Record excerpts
•••••
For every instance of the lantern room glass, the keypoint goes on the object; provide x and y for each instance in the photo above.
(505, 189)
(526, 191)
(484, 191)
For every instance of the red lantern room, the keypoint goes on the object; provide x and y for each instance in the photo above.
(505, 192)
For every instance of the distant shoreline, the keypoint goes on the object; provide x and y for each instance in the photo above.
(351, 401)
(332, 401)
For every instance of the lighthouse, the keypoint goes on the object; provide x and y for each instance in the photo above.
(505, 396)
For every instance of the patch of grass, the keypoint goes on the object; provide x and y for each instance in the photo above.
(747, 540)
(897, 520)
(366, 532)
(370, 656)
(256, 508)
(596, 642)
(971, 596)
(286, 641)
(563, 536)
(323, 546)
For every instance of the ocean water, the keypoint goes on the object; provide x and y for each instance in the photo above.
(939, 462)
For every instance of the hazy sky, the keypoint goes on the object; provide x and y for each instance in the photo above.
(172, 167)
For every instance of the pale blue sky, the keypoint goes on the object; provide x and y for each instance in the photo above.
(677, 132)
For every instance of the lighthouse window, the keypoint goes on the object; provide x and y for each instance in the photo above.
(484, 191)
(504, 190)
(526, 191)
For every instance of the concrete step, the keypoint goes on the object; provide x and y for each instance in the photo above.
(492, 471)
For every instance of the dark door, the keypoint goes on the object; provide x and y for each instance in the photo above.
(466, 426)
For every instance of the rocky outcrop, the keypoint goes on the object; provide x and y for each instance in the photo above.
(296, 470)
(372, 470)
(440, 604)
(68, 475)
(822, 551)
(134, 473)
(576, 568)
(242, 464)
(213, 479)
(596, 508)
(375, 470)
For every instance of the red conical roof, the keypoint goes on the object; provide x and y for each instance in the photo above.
•••••
Work instructions
Write out all of the items above again, word for word and in their original order.

Final answer
For every instance of the lantern room glass, the keypoint goes on the object; provide x and y for each instance in the photo above.
(505, 189)
(526, 191)
(484, 191)
For every instance of the red lantern room, the keypoint goes on the object; provide x and y for each instance in the photo above.
(505, 192)
For every instance of the distant shoreline, the keypoint goes on the object; provide x and y for each instance in the photo above.
(351, 401)
(332, 401)
For every instance of the lighthouse, the keypoint goes on the object; provide x and y for each instance in the photo above.
(505, 396)
For every instance of the patch of grass, the keypoint goes on the object; provide x and y for each instance in the photo above.
(747, 540)
(897, 520)
(366, 532)
(370, 656)
(256, 508)
(596, 642)
(971, 596)
(286, 641)
(563, 536)
(323, 546)
For every instance of the ocean water, the keypoint goes on the object; provide x and y for each instance in the photo above.
(939, 462)
For every instance of the hazy sky, the keypoint goes on the object; provide x and y for each instance in the photo above.
(172, 167)
For every instance of the pale blue sky, the keypoint goes on the object; provide x and y for each instance in the photo above.
(677, 132)
For every instance of the lighthouse window, the keypoint goes on the object; provide x and y for each instance in the photo above.
(484, 191)
(504, 190)
(526, 191)
For every instance of the concrete step, the keypoint goes on the object; provide x and y for each instance in the photo above.
(492, 471)
For every instance of the dark door, the keypoint goes on the object; provide x and y for each instance in the photo above.
(466, 426)
For every instance of the rocky outcrop, the keypoint goes on the object; provide x and y for each instance in the photo above.
(296, 470)
(372, 470)
(440, 604)
(68, 475)
(822, 551)
(134, 473)
(576, 568)
(242, 464)
(213, 479)
(596, 508)
(375, 470)
For every instance of the red conical roof, the keypoint goes on the object; provide x and y for each instance in the photo above.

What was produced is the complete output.